**TASK DIRECTIONS**
An exact reproduction of all entries is expected.

-*-

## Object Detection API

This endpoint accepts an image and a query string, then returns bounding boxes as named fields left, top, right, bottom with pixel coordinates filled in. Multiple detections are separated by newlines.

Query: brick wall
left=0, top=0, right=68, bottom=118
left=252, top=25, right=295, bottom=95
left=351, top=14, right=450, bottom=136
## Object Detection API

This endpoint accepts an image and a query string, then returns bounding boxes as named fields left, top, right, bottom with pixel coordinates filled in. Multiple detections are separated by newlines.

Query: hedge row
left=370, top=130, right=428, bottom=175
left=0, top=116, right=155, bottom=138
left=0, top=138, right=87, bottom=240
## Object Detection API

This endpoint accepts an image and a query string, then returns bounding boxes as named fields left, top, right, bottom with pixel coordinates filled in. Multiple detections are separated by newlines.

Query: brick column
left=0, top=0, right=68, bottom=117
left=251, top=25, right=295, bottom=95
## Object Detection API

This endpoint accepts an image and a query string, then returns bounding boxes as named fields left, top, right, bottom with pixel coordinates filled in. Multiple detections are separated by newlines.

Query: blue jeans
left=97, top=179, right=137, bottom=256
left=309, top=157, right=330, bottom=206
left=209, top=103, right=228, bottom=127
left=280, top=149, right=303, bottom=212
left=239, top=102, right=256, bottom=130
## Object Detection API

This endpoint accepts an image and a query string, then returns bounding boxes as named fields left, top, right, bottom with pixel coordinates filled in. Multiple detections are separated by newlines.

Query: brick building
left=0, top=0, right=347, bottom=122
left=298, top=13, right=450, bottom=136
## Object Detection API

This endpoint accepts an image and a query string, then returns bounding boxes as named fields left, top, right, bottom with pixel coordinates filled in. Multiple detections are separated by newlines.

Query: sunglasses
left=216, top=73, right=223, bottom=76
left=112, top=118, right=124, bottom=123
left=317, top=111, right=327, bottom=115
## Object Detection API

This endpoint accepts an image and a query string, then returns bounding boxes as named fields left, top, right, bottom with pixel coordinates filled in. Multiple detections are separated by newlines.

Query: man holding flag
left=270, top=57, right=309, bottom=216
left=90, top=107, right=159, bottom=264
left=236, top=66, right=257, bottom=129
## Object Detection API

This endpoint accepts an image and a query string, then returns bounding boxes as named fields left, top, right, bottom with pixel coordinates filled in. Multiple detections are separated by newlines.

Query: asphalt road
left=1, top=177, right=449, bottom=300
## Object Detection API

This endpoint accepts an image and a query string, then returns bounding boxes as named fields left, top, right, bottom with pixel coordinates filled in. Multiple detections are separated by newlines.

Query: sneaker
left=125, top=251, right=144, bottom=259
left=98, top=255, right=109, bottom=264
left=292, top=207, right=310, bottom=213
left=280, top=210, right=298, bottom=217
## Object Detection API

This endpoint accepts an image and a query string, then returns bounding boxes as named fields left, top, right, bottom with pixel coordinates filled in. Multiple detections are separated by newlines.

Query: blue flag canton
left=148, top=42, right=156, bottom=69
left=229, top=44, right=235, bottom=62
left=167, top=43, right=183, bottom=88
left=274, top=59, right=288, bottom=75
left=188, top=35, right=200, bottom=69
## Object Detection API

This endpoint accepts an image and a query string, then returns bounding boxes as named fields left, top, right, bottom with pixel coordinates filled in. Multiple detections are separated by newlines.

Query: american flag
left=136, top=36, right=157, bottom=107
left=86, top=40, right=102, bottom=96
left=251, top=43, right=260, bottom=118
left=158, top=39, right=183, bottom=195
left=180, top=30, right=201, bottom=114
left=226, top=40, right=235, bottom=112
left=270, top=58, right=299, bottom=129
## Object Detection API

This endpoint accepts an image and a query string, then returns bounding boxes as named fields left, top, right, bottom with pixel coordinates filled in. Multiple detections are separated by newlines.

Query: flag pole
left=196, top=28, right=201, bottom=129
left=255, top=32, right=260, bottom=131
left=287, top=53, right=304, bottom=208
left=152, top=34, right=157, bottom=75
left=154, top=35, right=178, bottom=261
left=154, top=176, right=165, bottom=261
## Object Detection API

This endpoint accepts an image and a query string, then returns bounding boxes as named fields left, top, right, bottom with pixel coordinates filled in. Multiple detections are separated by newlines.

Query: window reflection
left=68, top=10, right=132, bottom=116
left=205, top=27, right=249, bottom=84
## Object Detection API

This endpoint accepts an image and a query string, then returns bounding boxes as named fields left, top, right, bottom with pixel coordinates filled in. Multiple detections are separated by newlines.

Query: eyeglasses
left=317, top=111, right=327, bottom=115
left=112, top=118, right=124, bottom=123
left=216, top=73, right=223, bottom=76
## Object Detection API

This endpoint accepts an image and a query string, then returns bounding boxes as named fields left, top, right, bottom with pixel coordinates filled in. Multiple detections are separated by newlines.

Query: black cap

-*-

**EXERCISE OUTPUT**
## Object Detection API

This endpoint accepts an image and a query string, then returns bounding boxes as named fields left, top, right, bottom with pixel coordinates filled in. Multiple detections are separated by newlines.

Query: brick wall
left=0, top=0, right=68, bottom=118
left=252, top=25, right=295, bottom=95
left=351, top=14, right=450, bottom=136
## Object Detection API

This endpoint accepts an image and a query string, then returns bounding boxes as named fields left, top, right, bottom with pixel coordinates filled in. Multiple detections are separated by newlines.

Query: hedge row
left=370, top=130, right=428, bottom=175
left=0, top=116, right=155, bottom=138
left=0, top=138, right=87, bottom=240
## Object Detection API

This endpoint accepts an image and a query string, then returns bounding boxes as named fields left, top, right, bottom with pixel coordinates filled in. Multiple detections are separated by newlines.

Query: brick column
left=0, top=0, right=68, bottom=117
left=251, top=25, right=295, bottom=95
## Object Detection API

This endpoint accepts an image and a query string, then returns bounding boxes as named fields left, top, right, bottom with pixel coordinates filled in. Multiple detections are separated by newlines.

Query: blue jeans
left=97, top=179, right=137, bottom=256
left=309, top=157, right=330, bottom=206
left=209, top=103, right=228, bottom=127
left=280, top=149, right=303, bottom=212
left=239, top=102, right=256, bottom=130
## Object Detection API

This endpoint accepts an image and a query string, then returns bounding boxes as named fields left, top, right, bottom with pixel coordinates filled in. Multiple detections are separated by newlines.

Query: brick building
left=0, top=0, right=347, bottom=122
left=298, top=13, right=450, bottom=136
## Object Detection API

This endpoint accepts an image and a query string, then returns bounding boxes as named fields left, top, right, bottom with pixel coordinates filled in. Multiple detections are separated by newlines.

Query: sunglasses
left=216, top=73, right=223, bottom=76
left=112, top=118, right=124, bottom=123
left=317, top=111, right=327, bottom=115
## Object Detection API

This endpoint accepts an image and a query string, then returns bounding boxes as named fields left, top, right, bottom with pixel coordinates filled in. Multiple detections are separated by newlines.

Query: man holding flag
left=270, top=57, right=309, bottom=216
left=90, top=107, right=159, bottom=264
left=236, top=66, right=257, bottom=129
## Object Detection API

This endpoint accepts an image and a query string, then returns bounding boxes as named fields left, top, right, bottom with pixel coordinates filled in. Multiple detections are separated by newlines.

Query: asphalt road
left=1, top=177, right=449, bottom=300
## Object Detection API

This endpoint accepts an image and a query string, then returns bounding boxes as named fields left, top, right, bottom with pixel coordinates filled in. Multiple detections are separated by newlines.

Query: sneaker
left=125, top=251, right=144, bottom=259
left=98, top=255, right=109, bottom=264
left=292, top=207, right=310, bottom=213
left=280, top=210, right=298, bottom=217
## Object Detection API

This endpoint accepts an image and a query string, then returns bounding boxes as named fields left, top, right, bottom with pixel coordinates filled in. Multiple detections are separated by newlines.

Query: blue flag canton
left=148, top=42, right=156, bottom=69
left=229, top=44, right=235, bottom=62
left=167, top=43, right=183, bottom=88
left=274, top=59, right=288, bottom=75
left=188, top=35, right=200, bottom=69
## Object Detection API

This endpoint accepts an image and a query string, then returns bounding boxes as named fields left, top, right, bottom with pixel coordinates filled in. Multiple detections are separated by newlines.

Query: american flag
left=136, top=36, right=157, bottom=107
left=86, top=40, right=102, bottom=96
left=251, top=43, right=260, bottom=118
left=158, top=39, right=183, bottom=195
left=180, top=30, right=201, bottom=114
left=226, top=40, right=235, bottom=112
left=270, top=58, right=299, bottom=129
## Object Detection API

This endpoint accepts an image and a query string, then returns bounding boxes as named fields left, top, right, bottom with pixel coordinates filled in. Multiple detections are separated by newlines.

Query: flag pole
left=196, top=28, right=201, bottom=129
left=255, top=32, right=260, bottom=131
left=287, top=53, right=304, bottom=208
left=152, top=34, right=157, bottom=75
left=154, top=35, right=178, bottom=261
left=154, top=176, right=165, bottom=261
## Object Detection API

This endpoint accepts an image and a query string, then returns bounding boxes as named fields left, top, right, bottom with pixel coordinates filled in. Multiple detections are separated by newlines.

Query: window reflection
left=68, top=10, right=132, bottom=116
left=205, top=27, right=249, bottom=84
## Object Detection API

This endpoint accepts an image and a query string, then returns bounding boxes as named fields left, top, right, bottom with pixel coordinates filled in. Multiple detections are separated by newlines.

Query: eyeglasses
left=317, top=111, right=327, bottom=115
left=112, top=118, right=124, bottom=123
left=216, top=73, right=223, bottom=76
## Object Detection API

This endpoint accepts an image and a query string, then returns bounding boxes as named fields left, top, right, bottom with pixel coordinates filled in. Multiple detections are separated by newlines.

Query: black cap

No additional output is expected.